#### [SUPPLIED PASSAGE]
--- start ---

# Chinese name fail.



## brian1978

Not really a joke but wanted to share it anyway. Just couldn't keep it to myself 

When Chinese immigrate to the UK they frequently change their first name to a British Christian name. It's a way of integrating better with the community and I personally respect them for doing it.

One of my good customers was in this morning chatting as he does, his English isn't great but it's certainly betterc than my Chinese :wink:. He asked what my name was as I'd never actually told him. Brian I say, I ask him the same.... Eric he tells me. I had to struggle to keep a straight face as I know his brother by name, he's called Raymond Chen.

I wonder if anyone will say to him his choice isn't the best.


----------



## davelincs

i like it Brian :lol:


----------



## brian1978

davelincs said:


> i like it Brian :lol:


And it's straight up true.


----------



## YELLOW_TT

:lol: :lol:


----------



## NickG

:lol: :lol: :lol: BRILLIANT!!

It reminds me of the cleaner we used to have at work. She was Romanian if i remember and i shit you not her name was Afilia Littleboy!! Facebook wouldn't let her open a profile in her name!! :lol:


----------



## brian1978

NickG said:


> :lol: :lol: :lol: BRILLIANT!!
> 
> It reminds me of the cleaner we used to have at work. She was Romanian if i remember and i shit you not her name was Afilia Littleboy!! Facebook wouldn't let her open a profile in her name!! :lol:


Brilliant :lol:


----------



## YoungOldUn

:lol: :lol: :lol:


----------



## Blade_76

:lol:

reminds me of an old client, who's PA was called Chu Mee - I kid you not


----------



## cavaye

We occasionally have some work sent over from our Singapore branch... 2 of the names crack me up every time :lol: :lol:

Fukky Tan-Tan
Fairy Dong


----------



## zltm089

brian1978 said:


> Not really a joke but wanted to share it anyway. Just couldn't keep it to myself
> 
> When Chinese immigrate to the UK they frequently change their first name to a British Christian name. It's a way of integrating better with the community and I personally respect them for doing it.
> 
> One of my good customers was in this morning chatting as he does, his English isn't great but it's certainly betterc than my Chinese :wink:. He asked what my name was as I'd never actually told him. Brian I say, I ask him the same.... Eric he tells me. I had to struggle to keep a straight face as I know his brother by name, he's called Raymond Chen.
> 
> I wonder if anyone will say to him his choice isn't the best.


please explain...


----------



## brian1978

zltm089 said:


> brian1978 said:
> 
> 
> 
> Not really a joke but wanted to share it anyway. Just couldn't keep it to myself
> 
> When Chinese immigrate to the UK they frequently change their first name to a British Christian name. It's a way of integrating better with the community and I personally respect them for doing it.
> 
> One of my good customers was in this morning chatting as he does, his English isn't great but it's certainly betterc than my Chinese :wink:. He asked what my name was as I'd never actually told him. Brian I say, I ask him the same.... Eric he tells me. I had to struggle to keep a straight face as I know his brother by name, he's called Raymond Chen.
> 
> I wonder if anyone will say to him his choice isn't the best.
> 
> 
> 
> 
> 
> please explain...
Click to expand...

Eric Chen........ Erection :?

--- end ---

#### [ENTRIES PROVIDED]
--- start ---

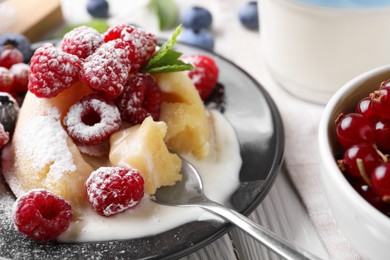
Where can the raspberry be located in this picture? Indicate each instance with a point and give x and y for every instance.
(6, 80)
(9, 56)
(81, 41)
(140, 99)
(52, 71)
(92, 120)
(107, 69)
(111, 190)
(4, 136)
(141, 42)
(21, 72)
(205, 74)
(41, 215)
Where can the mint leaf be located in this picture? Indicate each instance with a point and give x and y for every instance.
(166, 59)
(166, 11)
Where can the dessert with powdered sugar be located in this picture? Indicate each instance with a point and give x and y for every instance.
(99, 132)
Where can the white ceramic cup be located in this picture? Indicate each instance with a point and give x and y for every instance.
(313, 49)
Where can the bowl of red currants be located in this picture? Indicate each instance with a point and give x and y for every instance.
(354, 142)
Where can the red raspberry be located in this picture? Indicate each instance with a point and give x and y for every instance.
(81, 41)
(141, 42)
(111, 190)
(52, 71)
(21, 72)
(9, 56)
(205, 74)
(115, 32)
(92, 120)
(6, 80)
(41, 215)
(140, 99)
(107, 69)
(4, 136)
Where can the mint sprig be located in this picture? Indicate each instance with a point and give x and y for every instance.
(167, 13)
(166, 59)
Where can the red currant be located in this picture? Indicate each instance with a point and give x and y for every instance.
(367, 153)
(365, 108)
(354, 128)
(380, 180)
(385, 84)
(382, 134)
(381, 102)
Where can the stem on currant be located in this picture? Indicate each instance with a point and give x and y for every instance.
(362, 171)
(383, 156)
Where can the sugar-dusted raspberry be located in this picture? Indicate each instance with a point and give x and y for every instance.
(112, 190)
(41, 215)
(21, 72)
(9, 55)
(92, 120)
(140, 99)
(141, 42)
(205, 74)
(4, 136)
(6, 80)
(115, 32)
(81, 41)
(52, 71)
(107, 69)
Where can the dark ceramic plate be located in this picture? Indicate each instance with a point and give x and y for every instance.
(259, 128)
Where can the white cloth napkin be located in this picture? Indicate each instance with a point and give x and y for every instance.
(301, 121)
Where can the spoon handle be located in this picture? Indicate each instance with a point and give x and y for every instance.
(264, 236)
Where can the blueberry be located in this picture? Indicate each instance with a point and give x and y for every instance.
(249, 15)
(9, 109)
(20, 42)
(201, 38)
(196, 18)
(98, 8)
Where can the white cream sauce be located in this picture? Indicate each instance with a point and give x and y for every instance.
(220, 175)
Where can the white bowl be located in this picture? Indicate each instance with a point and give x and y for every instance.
(365, 227)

--- end ---

#### [EXERCISES TO COMPLETE]
(a) Quote the rows word for word, from the line with "Where can the dark" through the final line of the rows.
(b) Write the next part of the forum thread about the Chinese name, starting after its final post.

#### [RESULTS IN ORDER]
(a)
Where can the dark ceramic plate be located in this picture? Indicate each instance with a point and give x and y for every instance.
(259, 128)
Where can the white cloth napkin be located in this picture? Indicate each instance with a point and give x and y for every instance.
(301, 121)
Where can the spoon handle be located in this picture? Indicate each instance with a point and give x and y for every instance.
(264, 236)
Where can the blueberry be located in this picture? Indicate each instance with a point and give x and y for every instance.
(249, 15)
(9, 109)
(20, 42)
(201, 38)
(196, 18)
(98, 8)
Where can the white cream sauce be located in this picture? Indicate each instance with a point and give x and y for every instance.
(220, 175)
Where can the white bowl be located in this picture? Indicate each instance with a point and give x and y for every instance.
(365, 227)

(b)
----------



## jamman

brian1978 said:


> zltm089 said:
> 
> 
> 
> 
> 
> brian1978 said:
> 
> 
> 
> Not really a joke but wanted to share it anyway. Just couldn't keep it to myself
> 
> When Chinese immigrate to the UK they frequently change their first name to a British Christian name. It's a way of integrating better with the community and I personally respect them for doing it.
> 
> One of my good customers was in this morning chatting as he does, his English isn't great but it's certainly betterc than my Chinese :wink:. He asked what my name was as I'd never actually told him. Brian I say, I ask him the same.... Eric he tells me. I had to struggle to keep a straight face as I know his brother by name, he's called Raymond Chen.
> 
> I wonder if anyone will say to him his choice isn't the best.
> 
> 
> 
> 
> 
> please explain...
> 
> Click to expand...
> 
> Eric Chen........ Erection :?
Click to expand...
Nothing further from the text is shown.